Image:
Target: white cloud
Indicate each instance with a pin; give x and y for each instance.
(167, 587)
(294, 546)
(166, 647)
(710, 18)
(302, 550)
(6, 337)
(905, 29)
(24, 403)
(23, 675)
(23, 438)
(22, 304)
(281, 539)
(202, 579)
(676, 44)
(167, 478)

Short problem
Write the material out again, replacing "white cloud" with "gray cloud" and leaving everything else unchanged.

Result below
Image:
Target: gray cloud
Indicate each instance with a pin; give x and y for each instance.
(167, 587)
(294, 546)
(166, 647)
(710, 18)
(302, 550)
(6, 337)
(905, 29)
(24, 403)
(23, 675)
(23, 438)
(22, 304)
(281, 539)
(202, 579)
(676, 44)
(167, 478)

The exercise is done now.